WHAT TO WORK ON: Copy the rows below word for word, leaving out the pictures.

━━━━━ SUPPLIED DATA ━━━━━

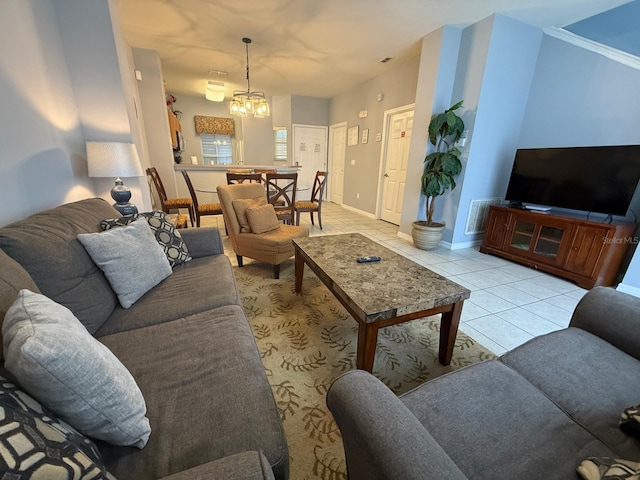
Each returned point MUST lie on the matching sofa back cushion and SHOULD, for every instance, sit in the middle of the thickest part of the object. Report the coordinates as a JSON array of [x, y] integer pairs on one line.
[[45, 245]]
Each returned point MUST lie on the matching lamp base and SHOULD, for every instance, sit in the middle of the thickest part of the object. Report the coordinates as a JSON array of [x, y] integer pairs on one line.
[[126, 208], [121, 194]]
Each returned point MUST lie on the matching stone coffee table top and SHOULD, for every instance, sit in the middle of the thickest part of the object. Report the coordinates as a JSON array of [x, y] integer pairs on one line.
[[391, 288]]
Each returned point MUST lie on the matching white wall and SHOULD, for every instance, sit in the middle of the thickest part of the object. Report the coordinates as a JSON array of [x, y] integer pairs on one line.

━━━━━

EXPECTED ANSWER:
Each returned point MUST lie on the matching sofa back cushion and SHOULD, for every instance, sit in the middle of the thickest part of the object. Report the coordinates as a JSON array of [x, y] integer pairs on one line.
[[45, 245]]
Each returned point MUST lie on the matching lamp base and SHOULD, for every instance, sit in the middle of the thickest part of the object. Report the coordinates as a JSON array of [x, y] integer pairs on one line.
[[126, 208], [121, 194]]
Each returned point MUST lie on the matching stone coffee table top and SHOULD, for every instance, sit in the middle of the thickest part of the object. Report the coordinates as a JSON array of [x, y] integer pairs on one line.
[[391, 288]]
Each returned point MUST lie on the matching white wall and SHOULD, for every instance, sit in the middle of the thickest part of the object. Report the coordinates as a JSON array of [x, y] integer pairs on one line.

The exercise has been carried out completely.